#### Request:
Please count the lines in the entries below that contain the word "slope", with case counting, and give only the number.

______________________________

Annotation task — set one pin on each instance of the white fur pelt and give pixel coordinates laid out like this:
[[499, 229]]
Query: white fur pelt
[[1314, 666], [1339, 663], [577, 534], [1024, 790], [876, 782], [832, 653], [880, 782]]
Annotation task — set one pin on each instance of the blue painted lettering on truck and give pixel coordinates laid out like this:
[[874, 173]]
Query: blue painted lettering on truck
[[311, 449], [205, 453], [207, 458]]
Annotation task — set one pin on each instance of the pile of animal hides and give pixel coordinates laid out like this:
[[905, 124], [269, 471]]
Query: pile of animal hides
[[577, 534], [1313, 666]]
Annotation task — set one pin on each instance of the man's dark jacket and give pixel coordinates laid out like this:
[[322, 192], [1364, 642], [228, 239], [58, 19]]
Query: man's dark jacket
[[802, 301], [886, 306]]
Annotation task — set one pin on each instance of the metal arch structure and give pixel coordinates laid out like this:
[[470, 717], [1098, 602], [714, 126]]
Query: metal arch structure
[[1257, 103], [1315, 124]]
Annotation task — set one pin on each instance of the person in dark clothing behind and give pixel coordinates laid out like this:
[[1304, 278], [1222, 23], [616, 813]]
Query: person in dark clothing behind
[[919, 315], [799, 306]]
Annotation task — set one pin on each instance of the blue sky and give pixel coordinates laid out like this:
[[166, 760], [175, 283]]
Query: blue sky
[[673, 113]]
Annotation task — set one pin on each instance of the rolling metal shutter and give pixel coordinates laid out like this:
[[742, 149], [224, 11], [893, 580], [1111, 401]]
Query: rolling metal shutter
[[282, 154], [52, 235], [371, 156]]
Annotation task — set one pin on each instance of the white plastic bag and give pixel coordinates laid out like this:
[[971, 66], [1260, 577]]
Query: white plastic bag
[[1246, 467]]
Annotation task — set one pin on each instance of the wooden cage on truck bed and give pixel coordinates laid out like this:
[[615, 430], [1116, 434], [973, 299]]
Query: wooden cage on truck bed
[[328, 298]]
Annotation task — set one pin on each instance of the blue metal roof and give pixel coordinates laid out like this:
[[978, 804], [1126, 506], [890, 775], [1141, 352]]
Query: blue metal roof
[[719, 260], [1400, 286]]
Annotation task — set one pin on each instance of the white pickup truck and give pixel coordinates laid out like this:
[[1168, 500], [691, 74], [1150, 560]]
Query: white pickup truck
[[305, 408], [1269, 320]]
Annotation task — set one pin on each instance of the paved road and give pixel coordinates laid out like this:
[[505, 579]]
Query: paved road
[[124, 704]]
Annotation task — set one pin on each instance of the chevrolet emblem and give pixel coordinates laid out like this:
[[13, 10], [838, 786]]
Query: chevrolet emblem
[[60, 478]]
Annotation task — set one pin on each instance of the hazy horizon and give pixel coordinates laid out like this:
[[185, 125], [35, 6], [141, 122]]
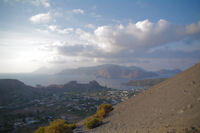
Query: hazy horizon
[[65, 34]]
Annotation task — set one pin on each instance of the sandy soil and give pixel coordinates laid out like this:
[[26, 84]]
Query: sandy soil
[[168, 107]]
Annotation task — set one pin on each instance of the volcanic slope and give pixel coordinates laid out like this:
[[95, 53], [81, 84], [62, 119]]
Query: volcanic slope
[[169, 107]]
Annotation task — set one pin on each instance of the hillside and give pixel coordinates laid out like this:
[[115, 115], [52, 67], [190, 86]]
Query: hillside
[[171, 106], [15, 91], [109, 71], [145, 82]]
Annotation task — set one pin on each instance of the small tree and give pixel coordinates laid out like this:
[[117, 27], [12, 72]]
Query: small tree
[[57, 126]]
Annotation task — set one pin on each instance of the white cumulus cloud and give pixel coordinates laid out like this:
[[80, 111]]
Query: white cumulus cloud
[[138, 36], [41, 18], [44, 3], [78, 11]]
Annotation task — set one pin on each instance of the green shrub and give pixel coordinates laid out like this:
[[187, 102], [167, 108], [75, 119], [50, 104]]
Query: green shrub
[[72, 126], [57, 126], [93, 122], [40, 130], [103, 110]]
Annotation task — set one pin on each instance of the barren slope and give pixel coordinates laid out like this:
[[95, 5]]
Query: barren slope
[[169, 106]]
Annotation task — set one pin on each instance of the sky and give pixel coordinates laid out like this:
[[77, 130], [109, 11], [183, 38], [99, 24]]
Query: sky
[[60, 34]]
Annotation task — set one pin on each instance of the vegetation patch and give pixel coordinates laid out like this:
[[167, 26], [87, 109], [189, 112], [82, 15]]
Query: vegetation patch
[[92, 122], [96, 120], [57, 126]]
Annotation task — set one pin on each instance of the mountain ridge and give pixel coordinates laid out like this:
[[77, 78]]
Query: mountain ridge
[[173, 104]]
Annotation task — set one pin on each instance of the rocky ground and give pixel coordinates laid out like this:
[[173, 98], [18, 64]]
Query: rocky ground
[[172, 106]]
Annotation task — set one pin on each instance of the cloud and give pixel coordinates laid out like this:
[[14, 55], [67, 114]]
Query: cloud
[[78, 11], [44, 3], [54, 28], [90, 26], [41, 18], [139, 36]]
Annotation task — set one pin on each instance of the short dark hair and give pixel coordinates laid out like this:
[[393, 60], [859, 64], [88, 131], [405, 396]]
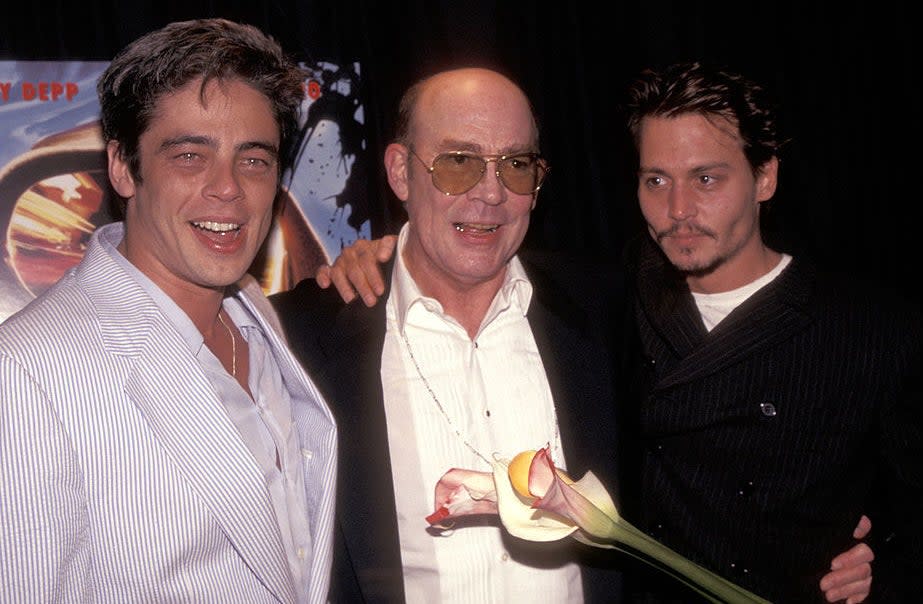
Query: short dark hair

______________________________

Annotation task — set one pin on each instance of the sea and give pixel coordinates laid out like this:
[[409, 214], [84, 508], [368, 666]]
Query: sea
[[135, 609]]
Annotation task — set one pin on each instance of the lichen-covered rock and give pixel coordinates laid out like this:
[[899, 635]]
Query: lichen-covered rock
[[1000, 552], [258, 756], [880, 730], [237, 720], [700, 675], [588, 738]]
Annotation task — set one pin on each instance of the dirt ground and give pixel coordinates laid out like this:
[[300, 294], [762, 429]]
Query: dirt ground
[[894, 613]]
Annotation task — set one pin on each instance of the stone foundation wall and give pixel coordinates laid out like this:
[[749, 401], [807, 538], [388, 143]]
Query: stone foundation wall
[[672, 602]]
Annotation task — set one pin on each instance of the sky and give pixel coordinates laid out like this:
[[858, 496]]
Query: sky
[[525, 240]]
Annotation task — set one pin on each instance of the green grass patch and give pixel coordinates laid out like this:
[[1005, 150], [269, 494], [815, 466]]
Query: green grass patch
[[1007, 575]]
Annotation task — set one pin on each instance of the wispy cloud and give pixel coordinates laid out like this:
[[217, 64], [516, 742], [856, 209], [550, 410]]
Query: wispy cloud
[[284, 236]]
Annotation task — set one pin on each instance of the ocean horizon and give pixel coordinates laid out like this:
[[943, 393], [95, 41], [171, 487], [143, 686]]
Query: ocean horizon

______________________________

#### Exercise result:
4